* **The request**
Pick out and copy every line in the items below that contains the word "window". Case counts.

* **Data lines**
▬▬▬
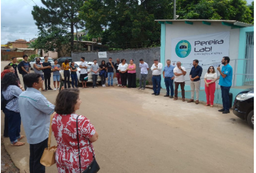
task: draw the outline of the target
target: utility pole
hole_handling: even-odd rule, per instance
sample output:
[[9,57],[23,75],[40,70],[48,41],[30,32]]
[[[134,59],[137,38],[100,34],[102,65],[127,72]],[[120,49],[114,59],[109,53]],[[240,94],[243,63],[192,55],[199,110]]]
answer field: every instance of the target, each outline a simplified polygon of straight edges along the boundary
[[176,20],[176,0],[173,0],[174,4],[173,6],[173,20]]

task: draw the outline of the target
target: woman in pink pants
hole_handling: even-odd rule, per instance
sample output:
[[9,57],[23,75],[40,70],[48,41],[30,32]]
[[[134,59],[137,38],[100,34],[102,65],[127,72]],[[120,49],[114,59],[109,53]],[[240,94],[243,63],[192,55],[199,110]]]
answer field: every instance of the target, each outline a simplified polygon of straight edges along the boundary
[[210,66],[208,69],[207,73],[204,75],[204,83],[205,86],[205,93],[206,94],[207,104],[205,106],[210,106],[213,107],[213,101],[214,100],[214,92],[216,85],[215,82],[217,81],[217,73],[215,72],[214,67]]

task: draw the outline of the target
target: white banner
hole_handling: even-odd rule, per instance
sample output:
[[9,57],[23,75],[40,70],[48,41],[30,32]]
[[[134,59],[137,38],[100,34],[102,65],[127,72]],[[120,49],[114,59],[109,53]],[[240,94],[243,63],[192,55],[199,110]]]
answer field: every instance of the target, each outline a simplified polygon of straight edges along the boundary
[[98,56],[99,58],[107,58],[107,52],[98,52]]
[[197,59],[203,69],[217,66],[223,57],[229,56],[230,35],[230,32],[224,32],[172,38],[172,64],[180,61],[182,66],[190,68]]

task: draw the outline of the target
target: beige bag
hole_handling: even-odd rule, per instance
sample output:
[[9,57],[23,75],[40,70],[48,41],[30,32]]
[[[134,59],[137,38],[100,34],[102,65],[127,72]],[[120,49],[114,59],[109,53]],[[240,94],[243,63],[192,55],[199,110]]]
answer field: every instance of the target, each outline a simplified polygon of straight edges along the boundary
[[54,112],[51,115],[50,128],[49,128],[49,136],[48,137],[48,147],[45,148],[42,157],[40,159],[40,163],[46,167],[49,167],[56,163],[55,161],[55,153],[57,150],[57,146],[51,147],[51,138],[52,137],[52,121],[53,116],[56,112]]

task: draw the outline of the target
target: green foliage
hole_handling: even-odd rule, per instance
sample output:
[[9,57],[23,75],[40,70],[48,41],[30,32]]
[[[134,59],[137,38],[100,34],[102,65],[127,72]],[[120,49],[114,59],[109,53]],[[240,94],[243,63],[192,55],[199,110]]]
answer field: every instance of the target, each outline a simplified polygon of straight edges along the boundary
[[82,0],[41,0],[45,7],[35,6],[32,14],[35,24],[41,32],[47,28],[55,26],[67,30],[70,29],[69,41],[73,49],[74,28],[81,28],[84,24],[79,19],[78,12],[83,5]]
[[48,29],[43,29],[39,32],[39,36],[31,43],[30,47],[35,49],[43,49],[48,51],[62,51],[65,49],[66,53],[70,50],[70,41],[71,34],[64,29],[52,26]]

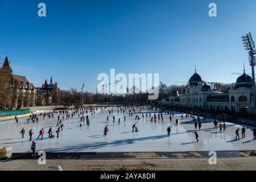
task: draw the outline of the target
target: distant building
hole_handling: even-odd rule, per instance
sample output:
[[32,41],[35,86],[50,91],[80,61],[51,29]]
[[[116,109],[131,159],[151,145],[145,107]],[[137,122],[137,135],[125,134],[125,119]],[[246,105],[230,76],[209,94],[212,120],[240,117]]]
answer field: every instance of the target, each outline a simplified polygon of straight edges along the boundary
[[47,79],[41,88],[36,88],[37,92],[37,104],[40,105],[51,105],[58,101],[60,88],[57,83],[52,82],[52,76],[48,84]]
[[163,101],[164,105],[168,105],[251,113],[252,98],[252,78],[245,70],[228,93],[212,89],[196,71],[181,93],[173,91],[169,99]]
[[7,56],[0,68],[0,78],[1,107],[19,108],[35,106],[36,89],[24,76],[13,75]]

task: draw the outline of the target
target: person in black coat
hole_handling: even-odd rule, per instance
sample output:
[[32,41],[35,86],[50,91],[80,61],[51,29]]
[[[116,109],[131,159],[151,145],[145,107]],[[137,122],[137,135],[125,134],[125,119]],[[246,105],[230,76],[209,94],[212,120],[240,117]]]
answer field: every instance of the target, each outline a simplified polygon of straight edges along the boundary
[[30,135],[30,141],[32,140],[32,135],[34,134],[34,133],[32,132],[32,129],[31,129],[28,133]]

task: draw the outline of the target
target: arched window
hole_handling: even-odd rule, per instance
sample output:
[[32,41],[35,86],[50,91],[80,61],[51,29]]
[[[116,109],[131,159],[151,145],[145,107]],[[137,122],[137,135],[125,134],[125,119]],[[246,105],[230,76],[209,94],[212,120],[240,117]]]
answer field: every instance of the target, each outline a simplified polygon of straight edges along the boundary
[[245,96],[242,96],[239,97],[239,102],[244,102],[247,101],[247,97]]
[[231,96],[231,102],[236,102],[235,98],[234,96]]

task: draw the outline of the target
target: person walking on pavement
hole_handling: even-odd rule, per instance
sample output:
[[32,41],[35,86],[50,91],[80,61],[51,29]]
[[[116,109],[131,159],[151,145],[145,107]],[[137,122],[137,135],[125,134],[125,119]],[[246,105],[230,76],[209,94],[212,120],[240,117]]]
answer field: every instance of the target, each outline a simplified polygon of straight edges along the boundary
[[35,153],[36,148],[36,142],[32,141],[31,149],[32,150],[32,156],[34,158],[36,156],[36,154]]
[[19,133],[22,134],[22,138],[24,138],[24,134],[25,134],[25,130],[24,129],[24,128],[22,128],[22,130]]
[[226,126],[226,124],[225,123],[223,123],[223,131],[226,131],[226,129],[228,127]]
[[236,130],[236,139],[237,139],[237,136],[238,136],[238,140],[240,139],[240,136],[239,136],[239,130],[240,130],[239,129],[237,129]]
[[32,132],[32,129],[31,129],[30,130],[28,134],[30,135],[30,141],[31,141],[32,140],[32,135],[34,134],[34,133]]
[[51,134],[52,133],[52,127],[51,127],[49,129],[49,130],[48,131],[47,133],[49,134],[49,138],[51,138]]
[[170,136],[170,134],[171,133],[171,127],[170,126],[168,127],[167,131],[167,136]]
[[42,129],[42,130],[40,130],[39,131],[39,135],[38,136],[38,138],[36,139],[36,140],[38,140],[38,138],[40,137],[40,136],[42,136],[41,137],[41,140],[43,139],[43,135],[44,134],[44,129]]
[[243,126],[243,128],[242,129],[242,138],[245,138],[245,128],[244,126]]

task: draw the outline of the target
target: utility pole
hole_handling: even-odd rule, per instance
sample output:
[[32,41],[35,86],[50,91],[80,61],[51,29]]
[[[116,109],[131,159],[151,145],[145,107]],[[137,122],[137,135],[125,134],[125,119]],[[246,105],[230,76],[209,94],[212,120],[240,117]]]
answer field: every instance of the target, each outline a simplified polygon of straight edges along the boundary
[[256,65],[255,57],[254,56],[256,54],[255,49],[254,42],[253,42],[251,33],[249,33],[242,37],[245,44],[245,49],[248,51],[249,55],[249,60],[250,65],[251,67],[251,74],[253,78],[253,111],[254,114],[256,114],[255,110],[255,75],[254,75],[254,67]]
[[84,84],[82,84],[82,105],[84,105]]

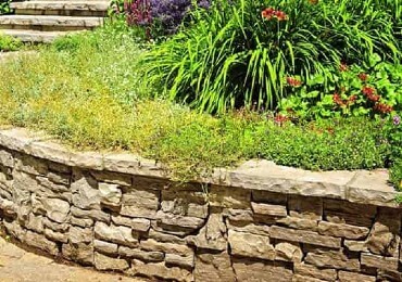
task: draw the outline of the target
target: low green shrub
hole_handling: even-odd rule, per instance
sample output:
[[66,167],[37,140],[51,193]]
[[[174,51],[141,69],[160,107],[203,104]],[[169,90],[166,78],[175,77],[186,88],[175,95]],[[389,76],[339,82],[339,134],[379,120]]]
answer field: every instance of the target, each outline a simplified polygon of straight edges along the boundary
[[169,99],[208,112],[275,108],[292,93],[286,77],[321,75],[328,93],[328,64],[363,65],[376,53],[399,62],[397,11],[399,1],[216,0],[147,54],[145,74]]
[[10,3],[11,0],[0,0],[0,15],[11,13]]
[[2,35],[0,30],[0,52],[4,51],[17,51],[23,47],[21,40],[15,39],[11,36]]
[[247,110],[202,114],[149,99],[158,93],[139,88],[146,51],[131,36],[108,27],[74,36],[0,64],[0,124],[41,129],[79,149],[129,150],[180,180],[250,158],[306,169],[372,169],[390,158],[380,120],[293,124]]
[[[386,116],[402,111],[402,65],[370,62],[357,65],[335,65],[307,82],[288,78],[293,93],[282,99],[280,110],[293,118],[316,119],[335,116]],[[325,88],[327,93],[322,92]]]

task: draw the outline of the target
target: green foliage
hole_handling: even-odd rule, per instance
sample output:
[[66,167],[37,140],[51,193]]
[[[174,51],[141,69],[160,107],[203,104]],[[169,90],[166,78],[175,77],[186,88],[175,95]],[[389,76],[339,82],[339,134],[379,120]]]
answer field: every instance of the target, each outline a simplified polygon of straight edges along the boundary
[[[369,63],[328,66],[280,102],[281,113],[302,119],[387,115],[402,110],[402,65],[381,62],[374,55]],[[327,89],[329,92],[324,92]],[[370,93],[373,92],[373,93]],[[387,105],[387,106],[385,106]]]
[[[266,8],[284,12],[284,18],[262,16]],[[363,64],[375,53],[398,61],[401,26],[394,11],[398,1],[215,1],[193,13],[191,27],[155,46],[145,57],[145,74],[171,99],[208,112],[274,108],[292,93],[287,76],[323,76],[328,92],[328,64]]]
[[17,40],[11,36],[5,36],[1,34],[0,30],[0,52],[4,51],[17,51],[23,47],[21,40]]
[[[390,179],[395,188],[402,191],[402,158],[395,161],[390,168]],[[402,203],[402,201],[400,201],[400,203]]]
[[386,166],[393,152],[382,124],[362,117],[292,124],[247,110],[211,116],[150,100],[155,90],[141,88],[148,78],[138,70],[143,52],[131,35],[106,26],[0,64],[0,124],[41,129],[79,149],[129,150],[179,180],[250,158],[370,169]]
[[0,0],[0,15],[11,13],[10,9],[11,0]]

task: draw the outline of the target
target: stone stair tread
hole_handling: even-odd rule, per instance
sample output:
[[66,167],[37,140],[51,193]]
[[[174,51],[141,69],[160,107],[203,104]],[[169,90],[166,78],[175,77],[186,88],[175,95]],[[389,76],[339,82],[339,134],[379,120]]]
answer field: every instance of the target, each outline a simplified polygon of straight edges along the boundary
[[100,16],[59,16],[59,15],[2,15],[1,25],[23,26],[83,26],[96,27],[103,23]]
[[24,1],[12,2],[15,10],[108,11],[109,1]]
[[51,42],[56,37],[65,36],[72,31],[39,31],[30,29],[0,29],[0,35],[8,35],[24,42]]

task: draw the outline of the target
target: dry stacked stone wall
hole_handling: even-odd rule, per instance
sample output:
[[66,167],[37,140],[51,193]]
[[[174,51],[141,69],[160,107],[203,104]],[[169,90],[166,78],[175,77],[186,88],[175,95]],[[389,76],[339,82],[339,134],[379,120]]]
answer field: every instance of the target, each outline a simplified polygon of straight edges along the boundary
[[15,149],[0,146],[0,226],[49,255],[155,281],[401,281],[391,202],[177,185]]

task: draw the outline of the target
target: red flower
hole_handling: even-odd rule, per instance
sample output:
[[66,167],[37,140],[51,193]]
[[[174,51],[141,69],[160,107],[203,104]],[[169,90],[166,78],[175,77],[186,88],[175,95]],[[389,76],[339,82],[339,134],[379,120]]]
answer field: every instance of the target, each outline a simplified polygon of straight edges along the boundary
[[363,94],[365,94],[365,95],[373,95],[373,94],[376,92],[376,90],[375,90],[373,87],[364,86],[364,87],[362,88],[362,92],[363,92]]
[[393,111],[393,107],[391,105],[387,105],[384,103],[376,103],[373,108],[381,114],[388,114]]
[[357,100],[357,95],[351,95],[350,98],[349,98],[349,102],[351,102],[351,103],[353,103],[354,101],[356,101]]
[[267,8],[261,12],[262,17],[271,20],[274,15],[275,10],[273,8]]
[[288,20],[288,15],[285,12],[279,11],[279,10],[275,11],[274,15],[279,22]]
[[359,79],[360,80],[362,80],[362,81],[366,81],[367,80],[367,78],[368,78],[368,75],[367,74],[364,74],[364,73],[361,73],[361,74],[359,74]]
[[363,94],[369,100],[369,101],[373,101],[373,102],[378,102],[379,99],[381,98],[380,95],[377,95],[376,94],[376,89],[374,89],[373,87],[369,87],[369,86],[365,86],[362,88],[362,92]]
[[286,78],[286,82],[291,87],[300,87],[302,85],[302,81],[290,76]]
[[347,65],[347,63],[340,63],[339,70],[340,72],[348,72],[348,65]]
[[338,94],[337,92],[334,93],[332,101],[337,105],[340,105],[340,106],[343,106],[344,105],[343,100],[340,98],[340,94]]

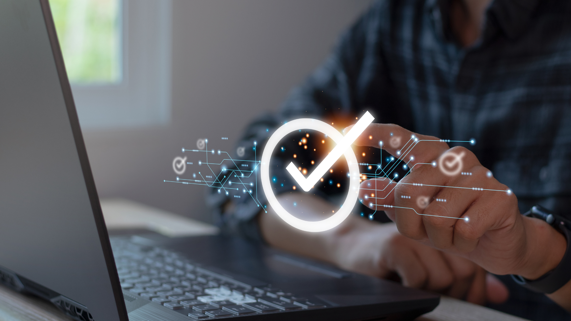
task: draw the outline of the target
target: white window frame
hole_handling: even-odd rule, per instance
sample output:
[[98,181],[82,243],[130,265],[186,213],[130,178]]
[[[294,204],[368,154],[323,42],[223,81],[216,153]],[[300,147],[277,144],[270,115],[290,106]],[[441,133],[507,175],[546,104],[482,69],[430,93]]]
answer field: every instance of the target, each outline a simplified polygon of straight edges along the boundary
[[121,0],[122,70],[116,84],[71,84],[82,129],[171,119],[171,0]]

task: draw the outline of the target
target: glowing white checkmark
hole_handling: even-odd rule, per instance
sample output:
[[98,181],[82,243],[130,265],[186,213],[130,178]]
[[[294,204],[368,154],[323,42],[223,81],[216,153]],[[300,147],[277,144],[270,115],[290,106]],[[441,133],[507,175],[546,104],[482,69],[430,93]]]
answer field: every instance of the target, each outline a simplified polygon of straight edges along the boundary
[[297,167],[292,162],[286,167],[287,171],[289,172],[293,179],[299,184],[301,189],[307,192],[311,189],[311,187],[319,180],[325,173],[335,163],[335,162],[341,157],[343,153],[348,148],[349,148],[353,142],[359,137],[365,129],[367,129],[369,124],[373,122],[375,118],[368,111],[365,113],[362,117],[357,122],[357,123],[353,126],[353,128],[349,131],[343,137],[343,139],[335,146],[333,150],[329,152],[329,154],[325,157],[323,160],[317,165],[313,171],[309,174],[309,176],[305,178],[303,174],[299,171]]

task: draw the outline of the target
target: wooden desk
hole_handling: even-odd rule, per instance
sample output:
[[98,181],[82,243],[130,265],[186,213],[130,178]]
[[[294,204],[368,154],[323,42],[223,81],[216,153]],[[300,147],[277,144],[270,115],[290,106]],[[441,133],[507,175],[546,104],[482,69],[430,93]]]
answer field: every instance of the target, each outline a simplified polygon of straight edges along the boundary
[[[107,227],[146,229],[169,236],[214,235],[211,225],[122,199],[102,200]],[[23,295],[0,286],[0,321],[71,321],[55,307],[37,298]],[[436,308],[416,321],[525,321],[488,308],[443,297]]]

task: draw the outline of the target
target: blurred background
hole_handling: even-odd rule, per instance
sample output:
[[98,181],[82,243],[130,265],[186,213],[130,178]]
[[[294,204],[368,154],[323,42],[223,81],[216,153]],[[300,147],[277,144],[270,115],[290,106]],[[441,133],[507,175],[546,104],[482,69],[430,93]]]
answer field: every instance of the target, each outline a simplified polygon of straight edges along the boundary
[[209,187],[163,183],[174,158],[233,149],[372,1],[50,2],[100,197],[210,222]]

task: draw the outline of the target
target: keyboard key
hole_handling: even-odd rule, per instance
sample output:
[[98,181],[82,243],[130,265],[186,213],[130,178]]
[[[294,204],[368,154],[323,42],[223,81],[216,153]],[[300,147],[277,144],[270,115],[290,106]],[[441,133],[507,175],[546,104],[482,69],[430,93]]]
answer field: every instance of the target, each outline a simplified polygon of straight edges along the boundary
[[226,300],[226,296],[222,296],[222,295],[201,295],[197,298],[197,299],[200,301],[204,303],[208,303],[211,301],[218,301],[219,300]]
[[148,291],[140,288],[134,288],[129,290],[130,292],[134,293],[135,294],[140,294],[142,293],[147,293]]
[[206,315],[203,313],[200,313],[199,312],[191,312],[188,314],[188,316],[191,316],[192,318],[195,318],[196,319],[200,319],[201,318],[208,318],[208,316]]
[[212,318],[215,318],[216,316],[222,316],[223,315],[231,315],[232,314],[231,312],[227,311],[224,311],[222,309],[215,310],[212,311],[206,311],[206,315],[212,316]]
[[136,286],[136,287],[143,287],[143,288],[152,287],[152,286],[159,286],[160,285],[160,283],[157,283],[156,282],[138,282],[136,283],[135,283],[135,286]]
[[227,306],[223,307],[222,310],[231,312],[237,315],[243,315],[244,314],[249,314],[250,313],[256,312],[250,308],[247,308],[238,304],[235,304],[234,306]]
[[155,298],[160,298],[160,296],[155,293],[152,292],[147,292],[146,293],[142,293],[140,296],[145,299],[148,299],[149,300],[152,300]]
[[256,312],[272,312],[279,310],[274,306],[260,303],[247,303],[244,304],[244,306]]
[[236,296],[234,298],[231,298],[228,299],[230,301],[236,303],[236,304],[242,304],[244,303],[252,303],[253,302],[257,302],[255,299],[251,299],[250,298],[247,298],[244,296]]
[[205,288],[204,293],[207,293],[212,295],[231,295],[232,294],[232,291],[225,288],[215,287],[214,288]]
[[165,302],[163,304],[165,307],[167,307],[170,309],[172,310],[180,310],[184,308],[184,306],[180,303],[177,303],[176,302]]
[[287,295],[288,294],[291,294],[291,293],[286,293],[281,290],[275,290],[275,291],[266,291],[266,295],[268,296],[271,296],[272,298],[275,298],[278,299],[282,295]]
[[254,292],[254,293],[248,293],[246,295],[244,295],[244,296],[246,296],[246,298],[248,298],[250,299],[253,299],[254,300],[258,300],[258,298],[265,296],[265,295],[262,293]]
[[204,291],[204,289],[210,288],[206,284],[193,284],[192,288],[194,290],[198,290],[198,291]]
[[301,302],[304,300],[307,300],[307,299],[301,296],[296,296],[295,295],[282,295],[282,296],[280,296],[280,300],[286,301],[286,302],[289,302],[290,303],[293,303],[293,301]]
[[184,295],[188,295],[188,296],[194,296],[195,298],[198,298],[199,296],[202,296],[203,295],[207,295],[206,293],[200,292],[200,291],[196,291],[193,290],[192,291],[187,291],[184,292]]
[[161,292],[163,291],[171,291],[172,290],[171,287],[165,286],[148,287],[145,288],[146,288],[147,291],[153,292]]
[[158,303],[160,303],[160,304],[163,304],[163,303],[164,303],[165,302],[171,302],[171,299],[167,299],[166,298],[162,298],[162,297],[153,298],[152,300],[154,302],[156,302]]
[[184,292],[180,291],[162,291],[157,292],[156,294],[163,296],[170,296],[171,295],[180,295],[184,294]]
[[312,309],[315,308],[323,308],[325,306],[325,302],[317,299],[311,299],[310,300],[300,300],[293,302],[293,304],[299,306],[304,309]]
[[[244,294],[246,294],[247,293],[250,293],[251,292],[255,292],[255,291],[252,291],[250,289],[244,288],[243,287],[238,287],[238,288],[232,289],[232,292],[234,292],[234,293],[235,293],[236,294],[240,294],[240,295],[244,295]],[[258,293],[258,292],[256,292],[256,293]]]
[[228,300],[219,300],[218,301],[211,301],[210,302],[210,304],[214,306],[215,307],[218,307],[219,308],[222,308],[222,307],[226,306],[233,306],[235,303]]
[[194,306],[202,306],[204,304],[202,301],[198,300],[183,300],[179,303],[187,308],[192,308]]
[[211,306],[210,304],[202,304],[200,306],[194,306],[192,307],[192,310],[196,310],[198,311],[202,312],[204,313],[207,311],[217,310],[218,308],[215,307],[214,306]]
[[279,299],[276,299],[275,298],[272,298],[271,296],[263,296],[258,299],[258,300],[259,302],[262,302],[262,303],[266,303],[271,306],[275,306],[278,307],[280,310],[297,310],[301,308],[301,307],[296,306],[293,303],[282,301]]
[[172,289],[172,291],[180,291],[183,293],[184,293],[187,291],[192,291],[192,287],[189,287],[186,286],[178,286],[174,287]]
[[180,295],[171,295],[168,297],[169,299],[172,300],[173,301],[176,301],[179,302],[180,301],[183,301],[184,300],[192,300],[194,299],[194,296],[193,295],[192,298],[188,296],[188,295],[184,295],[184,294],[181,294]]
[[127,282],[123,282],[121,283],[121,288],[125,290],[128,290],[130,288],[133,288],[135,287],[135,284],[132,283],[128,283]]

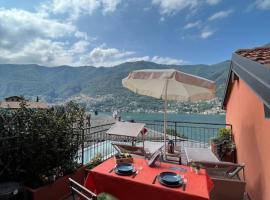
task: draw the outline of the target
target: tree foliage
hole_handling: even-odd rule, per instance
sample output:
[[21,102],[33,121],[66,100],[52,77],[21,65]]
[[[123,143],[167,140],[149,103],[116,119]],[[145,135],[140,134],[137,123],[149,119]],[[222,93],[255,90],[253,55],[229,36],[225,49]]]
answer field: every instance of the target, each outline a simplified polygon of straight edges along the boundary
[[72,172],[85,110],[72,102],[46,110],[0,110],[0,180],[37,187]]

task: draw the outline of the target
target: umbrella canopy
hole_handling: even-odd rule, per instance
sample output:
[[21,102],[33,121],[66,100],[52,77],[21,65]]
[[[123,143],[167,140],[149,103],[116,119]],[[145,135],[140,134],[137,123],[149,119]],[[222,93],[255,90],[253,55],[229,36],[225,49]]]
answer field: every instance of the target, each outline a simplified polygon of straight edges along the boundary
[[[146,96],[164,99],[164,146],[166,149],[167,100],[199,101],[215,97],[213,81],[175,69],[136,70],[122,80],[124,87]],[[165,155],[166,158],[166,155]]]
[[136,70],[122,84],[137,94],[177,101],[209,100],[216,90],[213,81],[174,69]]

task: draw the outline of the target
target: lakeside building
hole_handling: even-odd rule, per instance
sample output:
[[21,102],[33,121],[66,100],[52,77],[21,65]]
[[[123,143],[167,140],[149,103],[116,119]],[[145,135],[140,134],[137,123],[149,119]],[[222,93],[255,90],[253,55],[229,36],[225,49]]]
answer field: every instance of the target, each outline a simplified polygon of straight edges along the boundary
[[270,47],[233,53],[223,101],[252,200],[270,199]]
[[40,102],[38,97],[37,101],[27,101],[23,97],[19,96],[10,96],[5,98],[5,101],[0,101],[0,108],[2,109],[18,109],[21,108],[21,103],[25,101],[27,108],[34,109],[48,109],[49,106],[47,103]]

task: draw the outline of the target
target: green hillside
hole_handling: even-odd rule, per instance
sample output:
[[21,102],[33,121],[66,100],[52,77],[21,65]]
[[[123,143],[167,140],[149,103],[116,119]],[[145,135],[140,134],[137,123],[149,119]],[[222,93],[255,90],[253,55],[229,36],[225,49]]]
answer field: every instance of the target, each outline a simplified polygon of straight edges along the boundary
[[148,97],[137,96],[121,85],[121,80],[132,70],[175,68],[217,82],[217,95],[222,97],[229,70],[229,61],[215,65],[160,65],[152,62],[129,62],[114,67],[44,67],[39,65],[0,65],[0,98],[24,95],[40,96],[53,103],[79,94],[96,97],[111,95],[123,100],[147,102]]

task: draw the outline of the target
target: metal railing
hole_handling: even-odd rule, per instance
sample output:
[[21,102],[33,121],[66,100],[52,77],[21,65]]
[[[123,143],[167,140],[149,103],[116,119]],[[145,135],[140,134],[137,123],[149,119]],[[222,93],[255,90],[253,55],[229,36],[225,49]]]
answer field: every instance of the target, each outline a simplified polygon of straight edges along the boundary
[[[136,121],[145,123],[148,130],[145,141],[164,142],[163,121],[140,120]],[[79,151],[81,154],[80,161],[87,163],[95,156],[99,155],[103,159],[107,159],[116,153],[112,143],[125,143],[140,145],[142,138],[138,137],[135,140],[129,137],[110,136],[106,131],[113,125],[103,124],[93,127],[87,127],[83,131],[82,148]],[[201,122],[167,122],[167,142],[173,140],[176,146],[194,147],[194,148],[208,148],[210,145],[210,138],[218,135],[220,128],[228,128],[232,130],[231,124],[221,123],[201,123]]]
▬▬▬
* **Result of the task**
target: arched window
target: white window frame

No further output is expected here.